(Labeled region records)

* BEGIN *

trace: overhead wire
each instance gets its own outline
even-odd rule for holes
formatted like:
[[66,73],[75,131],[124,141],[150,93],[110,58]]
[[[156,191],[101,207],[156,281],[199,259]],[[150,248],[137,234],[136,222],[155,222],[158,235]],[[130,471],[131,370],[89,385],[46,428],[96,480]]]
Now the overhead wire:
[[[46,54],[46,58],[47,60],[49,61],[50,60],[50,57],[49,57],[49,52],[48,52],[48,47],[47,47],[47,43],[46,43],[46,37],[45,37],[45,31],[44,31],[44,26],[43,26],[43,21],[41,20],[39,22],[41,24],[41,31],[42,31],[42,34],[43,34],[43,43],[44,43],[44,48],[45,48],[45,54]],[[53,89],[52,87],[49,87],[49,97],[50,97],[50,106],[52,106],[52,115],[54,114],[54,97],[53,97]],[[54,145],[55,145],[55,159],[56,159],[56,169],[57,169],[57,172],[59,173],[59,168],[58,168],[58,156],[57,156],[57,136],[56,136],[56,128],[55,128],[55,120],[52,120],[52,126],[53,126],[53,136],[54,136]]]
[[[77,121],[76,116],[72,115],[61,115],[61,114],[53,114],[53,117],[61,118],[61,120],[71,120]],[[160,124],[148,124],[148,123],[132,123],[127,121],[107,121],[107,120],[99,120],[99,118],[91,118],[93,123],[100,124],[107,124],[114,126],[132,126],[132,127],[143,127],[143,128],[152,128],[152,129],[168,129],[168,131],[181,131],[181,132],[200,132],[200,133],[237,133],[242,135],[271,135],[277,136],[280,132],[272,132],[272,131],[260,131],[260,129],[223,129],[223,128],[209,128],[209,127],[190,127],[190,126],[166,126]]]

* END *
* BEGIN *

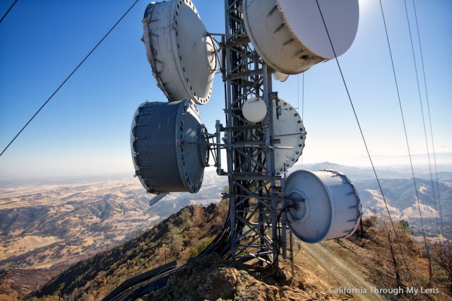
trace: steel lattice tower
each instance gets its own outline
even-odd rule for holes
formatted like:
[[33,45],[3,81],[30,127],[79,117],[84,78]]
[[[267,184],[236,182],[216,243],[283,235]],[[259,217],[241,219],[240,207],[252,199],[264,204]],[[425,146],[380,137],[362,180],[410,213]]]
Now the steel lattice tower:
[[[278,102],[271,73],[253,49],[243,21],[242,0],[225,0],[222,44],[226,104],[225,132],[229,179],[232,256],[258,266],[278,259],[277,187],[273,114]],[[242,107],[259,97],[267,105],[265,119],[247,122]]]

* END *

[Exercise goal] Put everything from the line containing "trace: overhead wire" down to the line containing "Now the overhead" into a numbered list, leaving out blank lines.

[Solution to this exercise]
1. trace: overhead wire
2. each instance gets its own outline
3. even-odd rule for holes
4. formatted like:
5. [[66,73],[75,131],[124,141],[150,93],[110,58]]
6. [[[156,191],[101,207],[156,281],[199,259]],[[150,248],[137,234],[136,222],[155,222],[158,235]],[[130,471],[131,370],[89,385],[46,428],[96,480]]]
7. Now the overhead wire:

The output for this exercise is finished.